___ Extract to read ___

Lev Raphael, Author and Son of Holocaust Survivors 'I Find Myself Defending Germany'
Lev Raphael, a New York-born author and the son of Holocaust survivors, had nothing but instinctive hatred for Germany until he paid a visit several years ago. He has penned a memoir about his change of heart, "My Germany," and this autumn he returns to once-frightening German cities for a book tour.
SPIEGEL ONLINE: What happened to your parents during World War II?
Lev Raphael: Both of them spoke German, but my mother was Polish and my father was Czech. Nazi occupation soldiers confined my mother to the Vilna Ghetto (now Vilnius in Lithuania), and subsequently moved her to concentration camps near Riga and Danzig until she was sent to a slave labor camp in Magdeburg (in eastern Germany). My father was persecuted by Hungarian fascists as a slave laborer before being sent to Bergen-Belsen. They met in a German refugee camp after the war, and left for Belgium a month or so later.
SPIEGEL ONLINE: You grew up in an atmosphere of revulsion for everything German, and for most of your life you swore you would never step foot there.
Raphael: I grew up with this image of Germany as the ultimate source of evil in the world, so the thought of even crossing the German border was anathema to me. We never bought German products, even something as simple as a Deutsche Grammophon record album. My parents were music lovers, but they would not buy Deutsche Grammophon. The irony is that we lived in a German-Jewish neighborhood -- Washington Heights in New York, which at the time was called Frankfurt on the Hudson. So I heard German around me. But somehow I was able to dissociate that from my parents' own experiences.

___ Record set ___

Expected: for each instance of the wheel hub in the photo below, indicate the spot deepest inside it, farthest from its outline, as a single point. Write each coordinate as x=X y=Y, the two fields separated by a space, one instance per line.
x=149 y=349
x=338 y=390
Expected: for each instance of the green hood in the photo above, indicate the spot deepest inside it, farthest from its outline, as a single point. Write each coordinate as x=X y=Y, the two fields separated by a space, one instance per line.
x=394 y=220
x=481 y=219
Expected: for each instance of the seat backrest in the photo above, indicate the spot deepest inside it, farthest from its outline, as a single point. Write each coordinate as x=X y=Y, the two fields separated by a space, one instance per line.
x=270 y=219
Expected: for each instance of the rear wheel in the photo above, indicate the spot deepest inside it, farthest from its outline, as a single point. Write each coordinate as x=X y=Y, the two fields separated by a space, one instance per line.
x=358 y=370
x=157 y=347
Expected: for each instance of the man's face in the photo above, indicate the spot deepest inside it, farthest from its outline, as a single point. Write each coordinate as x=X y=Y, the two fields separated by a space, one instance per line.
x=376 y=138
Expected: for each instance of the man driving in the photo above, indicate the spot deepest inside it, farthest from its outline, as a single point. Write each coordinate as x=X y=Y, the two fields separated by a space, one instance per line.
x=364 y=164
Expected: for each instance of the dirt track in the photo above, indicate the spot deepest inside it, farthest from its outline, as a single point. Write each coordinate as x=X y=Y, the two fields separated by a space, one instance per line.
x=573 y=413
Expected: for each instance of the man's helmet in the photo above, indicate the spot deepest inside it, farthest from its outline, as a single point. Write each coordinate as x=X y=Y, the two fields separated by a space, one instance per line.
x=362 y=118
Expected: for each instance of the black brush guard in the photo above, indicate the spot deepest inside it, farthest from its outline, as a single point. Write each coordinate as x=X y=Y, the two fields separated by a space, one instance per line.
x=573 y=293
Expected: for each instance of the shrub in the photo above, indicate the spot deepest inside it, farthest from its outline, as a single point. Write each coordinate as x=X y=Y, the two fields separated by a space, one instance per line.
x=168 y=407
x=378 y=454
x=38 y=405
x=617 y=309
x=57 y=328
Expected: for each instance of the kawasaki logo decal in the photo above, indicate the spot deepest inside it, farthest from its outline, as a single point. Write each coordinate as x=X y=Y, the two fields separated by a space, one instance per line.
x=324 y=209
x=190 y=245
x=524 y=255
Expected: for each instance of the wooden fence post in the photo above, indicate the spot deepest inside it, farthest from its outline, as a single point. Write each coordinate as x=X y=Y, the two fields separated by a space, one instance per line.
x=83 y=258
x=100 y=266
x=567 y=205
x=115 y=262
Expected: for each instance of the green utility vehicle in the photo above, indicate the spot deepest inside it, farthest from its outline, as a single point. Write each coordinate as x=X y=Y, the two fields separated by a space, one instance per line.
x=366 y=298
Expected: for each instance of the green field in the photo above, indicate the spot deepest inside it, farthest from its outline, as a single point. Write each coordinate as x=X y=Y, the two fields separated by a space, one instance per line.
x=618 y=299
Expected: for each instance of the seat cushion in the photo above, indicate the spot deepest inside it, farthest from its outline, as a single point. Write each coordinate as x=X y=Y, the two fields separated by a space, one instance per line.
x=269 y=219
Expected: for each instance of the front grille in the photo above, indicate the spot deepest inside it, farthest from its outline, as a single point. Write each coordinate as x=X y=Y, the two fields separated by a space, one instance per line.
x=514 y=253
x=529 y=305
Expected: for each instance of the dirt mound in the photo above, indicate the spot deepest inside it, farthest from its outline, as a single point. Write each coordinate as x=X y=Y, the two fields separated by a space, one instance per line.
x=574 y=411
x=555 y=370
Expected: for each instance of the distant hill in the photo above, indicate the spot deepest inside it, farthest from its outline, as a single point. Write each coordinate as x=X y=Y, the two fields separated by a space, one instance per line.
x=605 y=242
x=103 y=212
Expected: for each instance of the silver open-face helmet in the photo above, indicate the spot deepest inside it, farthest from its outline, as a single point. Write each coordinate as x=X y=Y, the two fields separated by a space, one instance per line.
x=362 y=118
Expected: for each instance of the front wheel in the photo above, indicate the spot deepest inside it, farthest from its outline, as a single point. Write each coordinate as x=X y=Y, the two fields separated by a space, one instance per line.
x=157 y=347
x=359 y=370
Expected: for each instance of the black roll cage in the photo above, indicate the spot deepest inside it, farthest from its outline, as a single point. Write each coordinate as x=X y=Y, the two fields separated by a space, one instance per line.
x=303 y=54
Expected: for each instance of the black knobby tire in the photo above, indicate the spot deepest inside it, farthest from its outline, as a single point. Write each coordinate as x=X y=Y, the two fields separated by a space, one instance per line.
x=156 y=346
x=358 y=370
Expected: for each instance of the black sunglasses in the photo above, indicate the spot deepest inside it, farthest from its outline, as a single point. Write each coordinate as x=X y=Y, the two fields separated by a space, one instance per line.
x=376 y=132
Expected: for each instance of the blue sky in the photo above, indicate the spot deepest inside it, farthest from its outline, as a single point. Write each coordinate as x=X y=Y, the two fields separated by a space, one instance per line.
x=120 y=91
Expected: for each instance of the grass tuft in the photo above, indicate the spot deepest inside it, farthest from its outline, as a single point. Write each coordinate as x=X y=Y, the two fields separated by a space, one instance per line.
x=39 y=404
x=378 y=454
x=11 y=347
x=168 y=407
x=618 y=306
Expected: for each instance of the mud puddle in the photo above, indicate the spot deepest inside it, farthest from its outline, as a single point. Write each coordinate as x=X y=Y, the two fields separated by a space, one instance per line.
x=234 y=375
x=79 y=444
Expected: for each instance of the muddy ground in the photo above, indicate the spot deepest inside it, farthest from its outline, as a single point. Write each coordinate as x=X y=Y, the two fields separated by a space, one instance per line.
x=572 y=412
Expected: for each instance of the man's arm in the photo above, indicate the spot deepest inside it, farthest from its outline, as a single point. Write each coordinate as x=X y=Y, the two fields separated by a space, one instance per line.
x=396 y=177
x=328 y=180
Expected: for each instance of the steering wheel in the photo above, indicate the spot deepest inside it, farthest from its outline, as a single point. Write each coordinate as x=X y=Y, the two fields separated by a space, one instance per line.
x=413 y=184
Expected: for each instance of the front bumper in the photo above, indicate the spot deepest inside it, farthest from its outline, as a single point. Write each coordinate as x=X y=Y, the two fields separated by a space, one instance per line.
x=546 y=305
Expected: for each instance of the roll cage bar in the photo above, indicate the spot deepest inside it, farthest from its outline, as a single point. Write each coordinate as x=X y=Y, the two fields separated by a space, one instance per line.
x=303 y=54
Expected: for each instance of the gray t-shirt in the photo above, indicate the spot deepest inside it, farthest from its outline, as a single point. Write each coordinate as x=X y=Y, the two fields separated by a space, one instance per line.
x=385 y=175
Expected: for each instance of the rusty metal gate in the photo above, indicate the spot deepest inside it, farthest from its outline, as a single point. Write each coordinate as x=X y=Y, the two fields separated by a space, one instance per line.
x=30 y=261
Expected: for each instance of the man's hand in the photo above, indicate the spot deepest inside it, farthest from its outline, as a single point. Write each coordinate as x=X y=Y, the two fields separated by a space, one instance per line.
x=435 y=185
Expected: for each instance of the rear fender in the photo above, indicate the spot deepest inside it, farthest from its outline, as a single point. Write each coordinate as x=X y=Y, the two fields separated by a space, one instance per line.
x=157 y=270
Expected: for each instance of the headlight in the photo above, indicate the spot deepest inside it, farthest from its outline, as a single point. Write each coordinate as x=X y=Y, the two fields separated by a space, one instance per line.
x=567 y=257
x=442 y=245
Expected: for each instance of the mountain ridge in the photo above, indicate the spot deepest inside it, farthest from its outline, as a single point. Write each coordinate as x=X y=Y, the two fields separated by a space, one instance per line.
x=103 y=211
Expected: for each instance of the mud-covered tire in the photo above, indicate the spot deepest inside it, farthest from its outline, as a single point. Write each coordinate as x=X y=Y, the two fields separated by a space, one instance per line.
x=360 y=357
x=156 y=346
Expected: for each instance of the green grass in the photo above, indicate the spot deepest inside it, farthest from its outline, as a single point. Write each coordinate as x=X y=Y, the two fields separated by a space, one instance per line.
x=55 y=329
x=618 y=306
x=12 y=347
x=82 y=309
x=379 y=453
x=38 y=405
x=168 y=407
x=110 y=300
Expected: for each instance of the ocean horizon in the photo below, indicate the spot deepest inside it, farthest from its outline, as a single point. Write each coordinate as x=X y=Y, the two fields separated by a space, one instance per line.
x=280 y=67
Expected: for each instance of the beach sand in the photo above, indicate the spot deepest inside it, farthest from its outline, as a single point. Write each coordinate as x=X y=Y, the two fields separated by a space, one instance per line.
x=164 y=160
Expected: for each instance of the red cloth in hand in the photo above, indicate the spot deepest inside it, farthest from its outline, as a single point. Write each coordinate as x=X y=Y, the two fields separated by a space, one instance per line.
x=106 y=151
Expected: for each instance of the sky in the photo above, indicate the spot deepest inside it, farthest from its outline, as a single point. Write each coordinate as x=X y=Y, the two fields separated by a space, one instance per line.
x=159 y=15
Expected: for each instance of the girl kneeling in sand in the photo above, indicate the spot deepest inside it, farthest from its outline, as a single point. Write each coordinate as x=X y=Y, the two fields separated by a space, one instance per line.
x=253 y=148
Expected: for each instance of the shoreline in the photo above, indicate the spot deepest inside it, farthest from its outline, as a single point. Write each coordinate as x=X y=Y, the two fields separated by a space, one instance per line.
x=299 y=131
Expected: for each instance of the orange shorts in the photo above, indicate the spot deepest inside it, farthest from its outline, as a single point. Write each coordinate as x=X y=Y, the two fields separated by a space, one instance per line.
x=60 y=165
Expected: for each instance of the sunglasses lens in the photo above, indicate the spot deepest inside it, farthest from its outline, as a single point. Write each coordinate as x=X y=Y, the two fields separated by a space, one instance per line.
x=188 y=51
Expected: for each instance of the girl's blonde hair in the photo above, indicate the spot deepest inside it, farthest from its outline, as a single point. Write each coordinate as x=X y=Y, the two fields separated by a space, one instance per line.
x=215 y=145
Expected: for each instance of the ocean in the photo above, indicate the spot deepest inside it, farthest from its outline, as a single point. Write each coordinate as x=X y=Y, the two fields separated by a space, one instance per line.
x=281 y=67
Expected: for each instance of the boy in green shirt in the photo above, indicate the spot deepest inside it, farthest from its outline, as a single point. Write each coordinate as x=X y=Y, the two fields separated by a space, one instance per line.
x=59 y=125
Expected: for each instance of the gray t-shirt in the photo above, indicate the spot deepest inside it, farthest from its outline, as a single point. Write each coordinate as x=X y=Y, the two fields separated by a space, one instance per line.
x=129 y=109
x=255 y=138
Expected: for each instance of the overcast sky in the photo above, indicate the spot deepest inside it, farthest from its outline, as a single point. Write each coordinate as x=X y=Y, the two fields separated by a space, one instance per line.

___

Exercise task 1: Please copy the stretch of the Lev Raphael interview from "SPIEGEL ONLINE: What" through "step foot there.".
Exercise task 2: According to the Lev Raphael interview, what was Washington Heights called at the time?
The records are separate material, apart from the Lev Raphael interview.

Finished answer 1:
SPIEGEL ONLINE: What happened to your parents during World War II?
Lev Raphael: Both of them spoke German, but my mother was Polish and my father was Czech. Nazi occupation soldiers confined my mother to the Vilna Ghetto (now Vilnius in Lithuania), and subsequently moved her to concentration camps near Riga and Danzig until she was sent to a slave labor camp in Magdeburg (in eastern Germany). My father was persecuted by Hungarian fascists as a slave laborer before being sent to Bergen-Belsen. They met in a German refugee camp after the war, and left for Belgium a month or so later.
SPIEGEL ONLINE: You grew up in an atmosphere of revulsion for everything German, and for most of your life you swore you would never step foot there.

Finished answer 2: Frankfurt on the Hudson.